* _DOCUMENT EXTRACT_:
══════

3rd UPDATE: Ackman's Pershing Square Cuts Stake In Target To 4.4%
12 August 2009 - 7:34AM
Dow Jones News
Bill Ackman is no longer required to file as an activist
shareholder of Target Corp. (TGT).
Ackman's Pershing Square Capital Management, which lost a bitter
proxy battle for Target board seats earlier this year, lowered its
economic interest to 4.4% of Target's outstanding shares, according
to an amended Schedule 13D filing with the Securities and Exchange
Commission. That's down from 7.8% in May. The lower exposure is due
to some expired options.
The move doesn't necessarily mean that Ackman has soured on
Target shares, which are up more than 20% this year. Some of
Pershing Square's holdings - like Sears Canada Inc. (SCC) - have
been in the portfolio for years. Others, like Dr. Pepper Snapple
Group Inc. (DPS) were shorter-term investments. Plus, Ackman has
used options before in his investments, which can make
share-ownership fluctuate from quarter to quarter.
Filers of 13Ds, which typically own more than 5% of a company's
shares and intend on communicating with management or forcing
changes at companies, must file within a few days after every
transaction in a company's stock. Once under the 5% threshold, such
filings aren't necessary.
During the battle for board seats, critics had asked Ackman if
he was just a short-term investor who would sell part or all of his
Target stake if he lost - or even won - the proxy fight. Ackman
responded that he would convert options to stock at some point and
that some options would expire, but that he would not quickly
liquidate his stake. But some of those options were out of the
money, and have now expired. That means Pershing Square now has a
lower economic interest in Target's 752.3 million outstanding
shares.

══════

* _DIRECTIVE_: Quote the news article on Pershing Square's reduced Target stake in full, word for word.

* _DATASET CONTENT_:
══════

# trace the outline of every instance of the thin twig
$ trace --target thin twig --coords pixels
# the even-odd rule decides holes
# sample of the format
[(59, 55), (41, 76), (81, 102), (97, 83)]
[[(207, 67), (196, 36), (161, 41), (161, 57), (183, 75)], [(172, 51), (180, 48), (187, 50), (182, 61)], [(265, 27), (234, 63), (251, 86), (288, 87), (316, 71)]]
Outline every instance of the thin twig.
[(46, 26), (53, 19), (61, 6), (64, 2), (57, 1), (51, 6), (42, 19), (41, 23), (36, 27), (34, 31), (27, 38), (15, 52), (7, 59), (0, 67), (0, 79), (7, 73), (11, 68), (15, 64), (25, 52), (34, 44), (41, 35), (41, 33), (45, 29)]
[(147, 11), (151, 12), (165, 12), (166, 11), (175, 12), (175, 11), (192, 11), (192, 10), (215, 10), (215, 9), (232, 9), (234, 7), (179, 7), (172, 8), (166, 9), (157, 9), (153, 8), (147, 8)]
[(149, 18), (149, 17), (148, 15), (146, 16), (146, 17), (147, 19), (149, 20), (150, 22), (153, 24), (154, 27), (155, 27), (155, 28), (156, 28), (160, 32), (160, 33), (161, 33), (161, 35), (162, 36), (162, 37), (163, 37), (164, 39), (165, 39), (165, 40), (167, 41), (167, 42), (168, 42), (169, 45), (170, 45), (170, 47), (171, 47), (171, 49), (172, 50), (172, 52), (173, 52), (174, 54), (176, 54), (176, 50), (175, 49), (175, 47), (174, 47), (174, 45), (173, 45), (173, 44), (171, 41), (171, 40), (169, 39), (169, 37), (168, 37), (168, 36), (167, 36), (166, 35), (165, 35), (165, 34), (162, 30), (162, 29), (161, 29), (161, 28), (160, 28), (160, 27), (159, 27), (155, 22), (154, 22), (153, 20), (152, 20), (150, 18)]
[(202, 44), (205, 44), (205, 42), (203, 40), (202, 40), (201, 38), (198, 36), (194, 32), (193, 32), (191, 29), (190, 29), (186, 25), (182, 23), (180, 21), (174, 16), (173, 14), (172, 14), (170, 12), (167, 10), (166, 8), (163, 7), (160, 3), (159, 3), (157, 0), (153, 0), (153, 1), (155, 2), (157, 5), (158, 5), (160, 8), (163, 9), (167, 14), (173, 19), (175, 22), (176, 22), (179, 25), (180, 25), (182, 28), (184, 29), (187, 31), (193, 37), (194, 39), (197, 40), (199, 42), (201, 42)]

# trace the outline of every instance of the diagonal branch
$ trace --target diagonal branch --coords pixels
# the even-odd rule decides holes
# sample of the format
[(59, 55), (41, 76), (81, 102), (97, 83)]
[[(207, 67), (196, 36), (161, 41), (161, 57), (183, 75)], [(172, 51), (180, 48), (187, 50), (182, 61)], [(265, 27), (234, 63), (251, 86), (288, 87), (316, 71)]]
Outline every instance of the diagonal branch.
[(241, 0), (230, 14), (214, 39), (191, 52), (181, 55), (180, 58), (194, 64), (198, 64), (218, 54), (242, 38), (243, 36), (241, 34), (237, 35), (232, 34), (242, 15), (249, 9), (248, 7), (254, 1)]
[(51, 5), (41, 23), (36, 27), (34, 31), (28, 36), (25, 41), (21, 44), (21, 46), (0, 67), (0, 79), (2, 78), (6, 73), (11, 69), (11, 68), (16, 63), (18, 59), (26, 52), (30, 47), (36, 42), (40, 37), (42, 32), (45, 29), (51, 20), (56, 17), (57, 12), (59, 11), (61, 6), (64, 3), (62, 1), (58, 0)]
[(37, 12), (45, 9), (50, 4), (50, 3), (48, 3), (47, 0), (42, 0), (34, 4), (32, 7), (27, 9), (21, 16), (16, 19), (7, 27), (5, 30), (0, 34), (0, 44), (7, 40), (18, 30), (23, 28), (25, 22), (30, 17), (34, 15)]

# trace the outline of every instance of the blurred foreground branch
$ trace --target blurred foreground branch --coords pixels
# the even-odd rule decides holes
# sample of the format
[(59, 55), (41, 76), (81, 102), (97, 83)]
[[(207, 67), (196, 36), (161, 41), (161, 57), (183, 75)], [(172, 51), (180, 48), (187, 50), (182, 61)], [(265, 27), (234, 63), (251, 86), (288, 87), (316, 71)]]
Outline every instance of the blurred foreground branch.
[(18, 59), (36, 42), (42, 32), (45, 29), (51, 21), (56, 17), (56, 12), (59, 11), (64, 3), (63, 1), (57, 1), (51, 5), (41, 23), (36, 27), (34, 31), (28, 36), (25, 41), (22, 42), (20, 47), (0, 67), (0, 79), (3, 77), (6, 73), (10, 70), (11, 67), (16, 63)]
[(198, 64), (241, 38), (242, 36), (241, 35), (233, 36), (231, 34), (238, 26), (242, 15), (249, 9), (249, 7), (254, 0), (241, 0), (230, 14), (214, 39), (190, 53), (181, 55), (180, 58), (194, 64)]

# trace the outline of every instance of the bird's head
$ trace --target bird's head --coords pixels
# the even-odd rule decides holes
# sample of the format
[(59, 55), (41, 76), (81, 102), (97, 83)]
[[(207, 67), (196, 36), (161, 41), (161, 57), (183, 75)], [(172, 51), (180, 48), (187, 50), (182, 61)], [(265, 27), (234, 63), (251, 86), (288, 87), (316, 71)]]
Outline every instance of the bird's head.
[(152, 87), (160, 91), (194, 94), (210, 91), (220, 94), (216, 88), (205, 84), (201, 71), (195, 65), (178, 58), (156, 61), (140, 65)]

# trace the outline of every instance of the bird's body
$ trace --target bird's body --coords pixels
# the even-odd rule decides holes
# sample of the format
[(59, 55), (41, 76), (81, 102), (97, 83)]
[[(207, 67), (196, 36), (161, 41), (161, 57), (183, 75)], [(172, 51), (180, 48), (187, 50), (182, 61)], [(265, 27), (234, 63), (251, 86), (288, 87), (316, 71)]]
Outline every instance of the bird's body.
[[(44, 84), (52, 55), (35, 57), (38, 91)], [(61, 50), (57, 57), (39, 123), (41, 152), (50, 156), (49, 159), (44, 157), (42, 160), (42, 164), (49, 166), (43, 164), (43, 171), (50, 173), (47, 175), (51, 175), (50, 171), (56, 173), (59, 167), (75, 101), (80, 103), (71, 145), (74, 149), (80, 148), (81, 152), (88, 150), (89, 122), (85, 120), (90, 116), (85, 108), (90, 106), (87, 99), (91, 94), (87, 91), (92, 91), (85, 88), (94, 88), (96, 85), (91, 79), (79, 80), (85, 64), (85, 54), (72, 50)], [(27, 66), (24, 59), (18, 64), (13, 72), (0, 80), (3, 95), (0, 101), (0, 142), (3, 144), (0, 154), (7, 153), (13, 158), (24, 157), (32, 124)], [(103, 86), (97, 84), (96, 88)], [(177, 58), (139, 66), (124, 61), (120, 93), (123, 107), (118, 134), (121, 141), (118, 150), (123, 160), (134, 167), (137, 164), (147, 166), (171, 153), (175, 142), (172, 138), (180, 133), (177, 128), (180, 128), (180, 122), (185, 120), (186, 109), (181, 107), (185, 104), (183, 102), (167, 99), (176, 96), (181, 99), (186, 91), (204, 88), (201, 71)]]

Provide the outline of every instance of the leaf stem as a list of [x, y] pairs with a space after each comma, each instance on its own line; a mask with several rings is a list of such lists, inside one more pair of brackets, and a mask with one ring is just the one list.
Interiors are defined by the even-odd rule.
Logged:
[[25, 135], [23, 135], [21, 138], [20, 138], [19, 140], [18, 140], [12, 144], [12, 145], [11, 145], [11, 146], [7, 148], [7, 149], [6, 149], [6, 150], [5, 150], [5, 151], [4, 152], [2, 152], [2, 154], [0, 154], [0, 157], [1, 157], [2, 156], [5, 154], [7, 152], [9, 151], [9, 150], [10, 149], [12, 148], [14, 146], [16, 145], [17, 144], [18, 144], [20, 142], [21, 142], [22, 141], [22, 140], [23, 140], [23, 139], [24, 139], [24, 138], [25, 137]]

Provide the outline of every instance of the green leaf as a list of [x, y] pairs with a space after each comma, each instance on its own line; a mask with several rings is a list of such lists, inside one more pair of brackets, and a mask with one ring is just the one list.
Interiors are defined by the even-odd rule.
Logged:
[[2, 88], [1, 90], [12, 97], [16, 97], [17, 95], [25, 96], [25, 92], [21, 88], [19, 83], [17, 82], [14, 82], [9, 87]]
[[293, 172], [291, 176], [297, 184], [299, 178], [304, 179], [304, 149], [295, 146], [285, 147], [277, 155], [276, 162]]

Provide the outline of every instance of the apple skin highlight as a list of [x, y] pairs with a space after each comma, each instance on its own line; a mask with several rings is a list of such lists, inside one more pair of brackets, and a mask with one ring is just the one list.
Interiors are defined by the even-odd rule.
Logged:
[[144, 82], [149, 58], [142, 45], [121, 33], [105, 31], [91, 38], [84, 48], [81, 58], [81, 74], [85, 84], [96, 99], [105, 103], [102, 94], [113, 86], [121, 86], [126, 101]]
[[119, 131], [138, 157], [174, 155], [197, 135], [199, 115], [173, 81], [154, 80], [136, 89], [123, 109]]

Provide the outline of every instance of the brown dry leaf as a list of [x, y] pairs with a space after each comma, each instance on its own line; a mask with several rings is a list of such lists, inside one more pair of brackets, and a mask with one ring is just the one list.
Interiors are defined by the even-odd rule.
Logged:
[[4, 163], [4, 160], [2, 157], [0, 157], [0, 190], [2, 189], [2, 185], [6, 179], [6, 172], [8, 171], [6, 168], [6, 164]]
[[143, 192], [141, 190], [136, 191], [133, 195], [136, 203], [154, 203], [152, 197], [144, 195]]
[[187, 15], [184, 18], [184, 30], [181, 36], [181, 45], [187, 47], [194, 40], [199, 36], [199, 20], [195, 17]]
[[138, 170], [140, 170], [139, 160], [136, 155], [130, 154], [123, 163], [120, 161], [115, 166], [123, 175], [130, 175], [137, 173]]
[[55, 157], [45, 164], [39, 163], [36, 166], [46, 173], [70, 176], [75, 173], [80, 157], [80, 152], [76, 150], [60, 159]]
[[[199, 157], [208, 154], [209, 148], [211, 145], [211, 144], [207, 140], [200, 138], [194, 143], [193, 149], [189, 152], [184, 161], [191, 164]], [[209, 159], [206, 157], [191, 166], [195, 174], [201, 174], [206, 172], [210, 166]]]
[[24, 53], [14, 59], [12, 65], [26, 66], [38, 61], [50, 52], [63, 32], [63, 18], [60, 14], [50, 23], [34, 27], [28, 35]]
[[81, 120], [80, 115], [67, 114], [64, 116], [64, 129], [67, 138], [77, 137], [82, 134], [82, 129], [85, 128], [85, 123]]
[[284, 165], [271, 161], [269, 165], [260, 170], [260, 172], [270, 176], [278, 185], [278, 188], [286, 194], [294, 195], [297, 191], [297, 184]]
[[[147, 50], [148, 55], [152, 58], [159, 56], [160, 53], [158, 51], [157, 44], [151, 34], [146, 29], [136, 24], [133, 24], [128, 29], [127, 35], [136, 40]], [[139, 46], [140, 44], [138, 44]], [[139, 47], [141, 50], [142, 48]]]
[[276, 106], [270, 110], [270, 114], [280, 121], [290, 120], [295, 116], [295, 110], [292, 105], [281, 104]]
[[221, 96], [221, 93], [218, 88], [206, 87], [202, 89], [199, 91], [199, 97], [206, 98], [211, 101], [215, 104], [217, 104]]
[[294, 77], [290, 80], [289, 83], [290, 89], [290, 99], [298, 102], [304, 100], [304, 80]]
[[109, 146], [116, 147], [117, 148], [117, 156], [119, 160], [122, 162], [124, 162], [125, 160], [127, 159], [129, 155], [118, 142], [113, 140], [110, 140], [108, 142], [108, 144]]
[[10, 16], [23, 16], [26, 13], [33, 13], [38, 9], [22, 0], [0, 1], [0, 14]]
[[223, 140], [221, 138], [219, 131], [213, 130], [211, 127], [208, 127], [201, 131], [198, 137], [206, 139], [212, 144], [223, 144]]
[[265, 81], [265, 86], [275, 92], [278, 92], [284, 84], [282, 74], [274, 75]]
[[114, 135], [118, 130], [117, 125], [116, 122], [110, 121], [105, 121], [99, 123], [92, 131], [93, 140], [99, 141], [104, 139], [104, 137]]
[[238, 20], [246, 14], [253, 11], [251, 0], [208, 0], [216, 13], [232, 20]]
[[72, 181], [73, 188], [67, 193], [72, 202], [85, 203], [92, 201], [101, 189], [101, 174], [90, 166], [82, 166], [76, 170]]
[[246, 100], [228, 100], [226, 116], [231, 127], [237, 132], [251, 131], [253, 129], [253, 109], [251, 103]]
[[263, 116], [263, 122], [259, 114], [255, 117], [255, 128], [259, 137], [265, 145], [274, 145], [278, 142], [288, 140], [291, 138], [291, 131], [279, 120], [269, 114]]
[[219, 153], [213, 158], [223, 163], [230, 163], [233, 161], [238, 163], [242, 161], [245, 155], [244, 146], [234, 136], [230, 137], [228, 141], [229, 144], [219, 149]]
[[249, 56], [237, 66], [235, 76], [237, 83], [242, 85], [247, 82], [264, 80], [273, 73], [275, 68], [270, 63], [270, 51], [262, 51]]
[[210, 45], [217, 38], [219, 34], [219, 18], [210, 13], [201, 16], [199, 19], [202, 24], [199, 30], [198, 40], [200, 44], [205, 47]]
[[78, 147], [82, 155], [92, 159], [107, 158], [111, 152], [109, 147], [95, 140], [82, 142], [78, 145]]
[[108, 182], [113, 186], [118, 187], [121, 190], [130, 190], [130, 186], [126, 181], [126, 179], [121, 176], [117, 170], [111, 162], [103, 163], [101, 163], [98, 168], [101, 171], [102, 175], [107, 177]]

══════

* _REPLY_:
3rd UPDATE: Ackman's Pershing Square Cuts Stake In Target To 4.4%
12 August 2009 - 7:34AM
Dow Jones News
Bill Ackman is no longer required to file as an activist
shareholder of Target Corp. (TGT).
Ackman's Pershing Square Capital Management, which lost a bitter
proxy battle for Target board seats earlier this year, lowered its
economic interest to 4.4% of Target's outstanding shares, according
to an amended Schedule 13D filing with the Securities and Exchange
Commission. That's down from 7.8% in May. The lower exposure is due
to some expired options.
The move doesn't necessarily mean that Ackman has soured on
Target shares, which are up more than 20% this year. Some of
Pershing Square's holdings - like Sears Canada Inc. (SCC) - have
been in the portfolio for years. Others, like Dr. Pepper Snapple
Group Inc. (DPS) were shorter-term investments. Plus, Ackman has
used options before in his investments, which can make
share-ownership fluctuate from quarter to quarter.
Filers of 13Ds, which typically own more than 5% of a company's
shares and intend on communicating with management or forcing
changes at companies, must file within a few days after every
transaction in a company's stock. Once under the 5% threshold, such
filings aren't necessary.
During the battle for board seats, critics had asked Ackman if
he was just a short-term investor who would sell part or all of his
Target stake if he lost - or even won - the proxy fight. Ackman
responded that he would convert options to stock at some point and
that some options would expire, but that he would not quickly
liquidate his stake. But some of those options were out of the
money, and have now expired. That means Pershing Square now has a
lower economic interest in Target's 752.3 million outstanding
shares.